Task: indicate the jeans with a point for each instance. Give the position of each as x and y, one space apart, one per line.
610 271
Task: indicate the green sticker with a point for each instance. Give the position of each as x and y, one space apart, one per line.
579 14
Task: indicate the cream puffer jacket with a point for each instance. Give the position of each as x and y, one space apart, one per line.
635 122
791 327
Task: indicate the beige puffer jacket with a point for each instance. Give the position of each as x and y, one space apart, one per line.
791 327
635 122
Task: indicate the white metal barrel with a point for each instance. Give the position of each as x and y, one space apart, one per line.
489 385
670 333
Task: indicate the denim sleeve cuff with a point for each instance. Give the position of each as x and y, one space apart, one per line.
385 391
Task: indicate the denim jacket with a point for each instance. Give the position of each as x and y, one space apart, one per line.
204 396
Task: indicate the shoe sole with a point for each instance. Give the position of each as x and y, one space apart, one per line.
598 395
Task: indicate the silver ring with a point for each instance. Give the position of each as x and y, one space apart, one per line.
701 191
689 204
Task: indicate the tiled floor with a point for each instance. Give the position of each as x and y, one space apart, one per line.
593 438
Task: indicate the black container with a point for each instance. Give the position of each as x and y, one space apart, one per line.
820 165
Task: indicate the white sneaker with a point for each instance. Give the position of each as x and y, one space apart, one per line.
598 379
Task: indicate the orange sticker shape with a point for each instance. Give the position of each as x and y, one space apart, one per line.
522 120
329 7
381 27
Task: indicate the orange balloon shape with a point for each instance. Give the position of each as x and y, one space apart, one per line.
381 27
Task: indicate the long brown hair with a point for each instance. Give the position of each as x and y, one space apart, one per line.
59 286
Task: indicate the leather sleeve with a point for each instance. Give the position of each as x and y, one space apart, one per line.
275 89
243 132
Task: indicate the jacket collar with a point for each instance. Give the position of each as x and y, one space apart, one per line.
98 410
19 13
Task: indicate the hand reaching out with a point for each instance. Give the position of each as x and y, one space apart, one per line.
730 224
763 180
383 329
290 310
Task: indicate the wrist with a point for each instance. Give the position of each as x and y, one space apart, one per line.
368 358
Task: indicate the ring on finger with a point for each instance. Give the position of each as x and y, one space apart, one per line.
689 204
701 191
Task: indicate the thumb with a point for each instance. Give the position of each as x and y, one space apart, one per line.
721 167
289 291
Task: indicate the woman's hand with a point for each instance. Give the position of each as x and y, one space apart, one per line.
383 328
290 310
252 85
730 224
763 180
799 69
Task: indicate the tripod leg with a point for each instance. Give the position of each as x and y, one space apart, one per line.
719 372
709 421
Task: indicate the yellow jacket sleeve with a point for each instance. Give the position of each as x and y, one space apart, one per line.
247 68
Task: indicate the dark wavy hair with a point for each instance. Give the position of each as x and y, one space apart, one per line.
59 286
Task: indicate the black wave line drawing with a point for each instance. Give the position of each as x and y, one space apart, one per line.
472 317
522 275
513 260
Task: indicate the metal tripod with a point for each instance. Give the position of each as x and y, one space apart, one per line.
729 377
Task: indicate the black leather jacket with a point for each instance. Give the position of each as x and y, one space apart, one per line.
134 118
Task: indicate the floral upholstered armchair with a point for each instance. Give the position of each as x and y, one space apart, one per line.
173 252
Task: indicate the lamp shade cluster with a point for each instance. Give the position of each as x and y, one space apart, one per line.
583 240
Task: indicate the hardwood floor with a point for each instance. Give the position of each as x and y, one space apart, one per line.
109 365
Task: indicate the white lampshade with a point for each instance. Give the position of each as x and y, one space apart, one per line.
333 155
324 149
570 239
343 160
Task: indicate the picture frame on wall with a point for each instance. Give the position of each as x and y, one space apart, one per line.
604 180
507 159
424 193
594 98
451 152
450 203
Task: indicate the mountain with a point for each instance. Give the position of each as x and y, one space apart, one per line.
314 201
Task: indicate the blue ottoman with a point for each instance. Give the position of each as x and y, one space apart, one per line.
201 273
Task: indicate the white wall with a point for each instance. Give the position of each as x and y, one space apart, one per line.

------

Exercise directions = Write out word for word every line from the one containing "Task: indicate the floral" through the last line of the data, and no other line.

Your response =
Task: indicate the floral upholstered armchair with a point for each instance. Give the position of each as x and y, one space apart, one per line.
173 252
Task: indicate the lamp shade cluster with a point for each instance. Give the position of each as x and y, one space apart, one per line.
583 240
Task: indicate the hardwood floor with a point for each instance. Give the position of each as x and y, one space apart, one per line.
109 365
Task: indicate the white lampshade with a point for each instance. Give the position of each as x and y, one space apart, one per line.
333 155
324 149
570 239
343 160
Task: indicate the picture frame on wall with a point for each instance. Give the position of each as x and y, one space apart, one per line.
604 180
507 159
424 193
594 98
451 152
450 203
Task: indicate the mountain with a point for each instance. Give the position of each as x and y, one space apart, one per line.
314 201
Task: indicate the blue ottoman with a point for each instance. Give the position of each as x and y, one space apart, one per line.
201 273
Task: indicate the white wall with a point for each instance. Give the position of each as x and y, one space apart, one per line.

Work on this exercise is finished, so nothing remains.